* [Document section]:
What could possibly go wrong with this? A financial giant in charge of our voting system. Will the SEC audit people’s votes? Will the fiduciary rules apply to voting? Will there be a “voting mutual fund”? Yeah, what the h***………..it might work.

The world’s fourth largest financial services and mutual fund company, Fidelity, is trying to obtain a patent based on blockchain technology that could be used to authenticate voters and process fair elections. The patent office got an application for “Crypto Voting and Social Aggregating……………………”, or “SOCVOACT” (way to long a name to write it out) earlier this month. The application (and patent) can be applied to other uses as well like evn locating missing persons. It may be a something really huge, or make the case for Fidelity to just stick to mutual funds. Informational read though.

(Bill Taylor/CEO)

* [Provided data]:

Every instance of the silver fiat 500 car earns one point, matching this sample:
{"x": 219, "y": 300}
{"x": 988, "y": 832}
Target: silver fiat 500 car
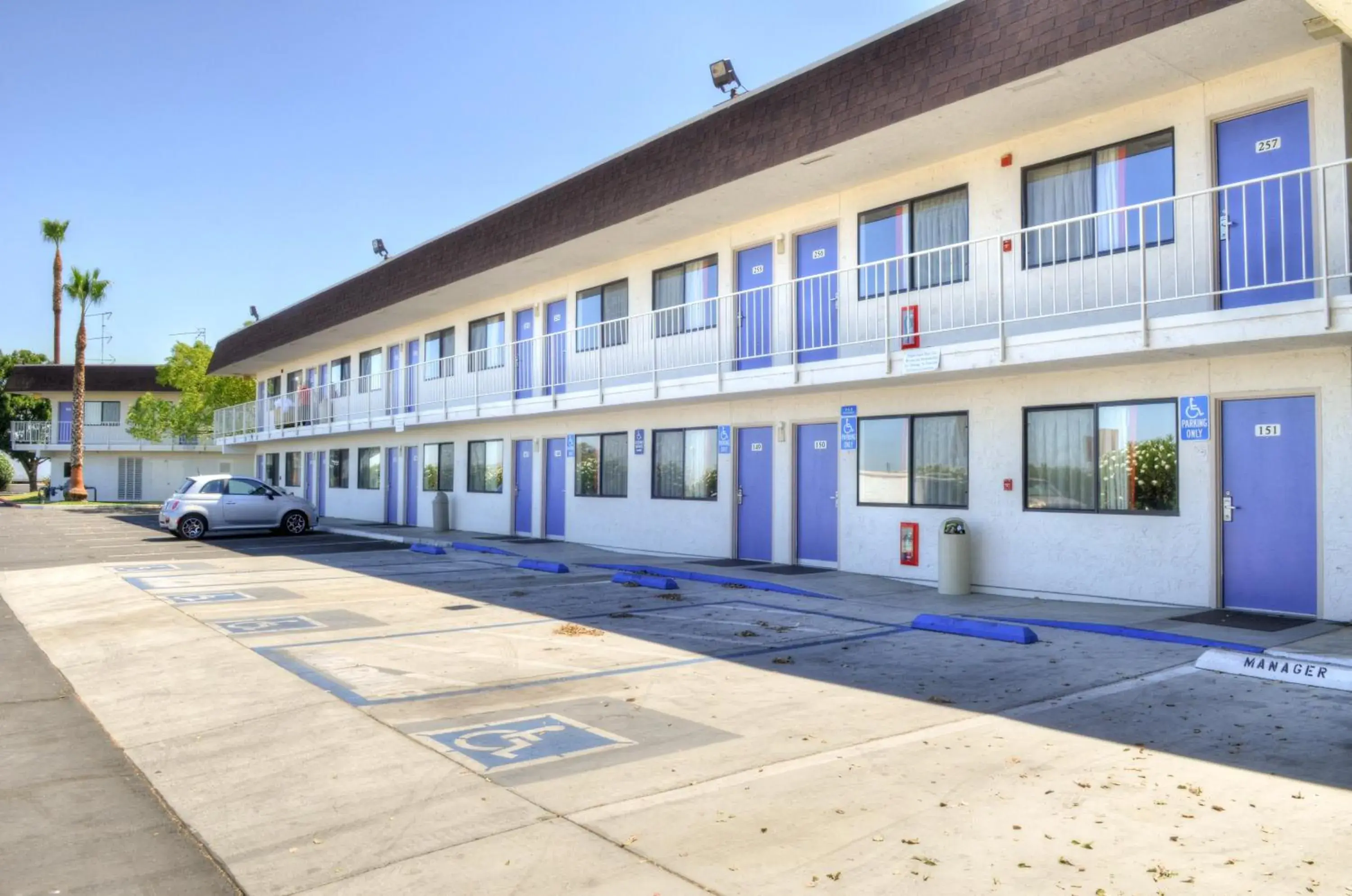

* [Stated goal]:
Answer these questions about the post on Fidelity's voting patent:
(a) Where does the post say Fidelity ranks among the world's financial services and mutual fund companies?
(b) Besides voting, what other use of the application does the post mention?
(c) Whose name and title appear at the end of the post?

* [Task output]:
(a) Fourth largest.
(b) Locating missing persons.
(c) Bill Taylor, CEO.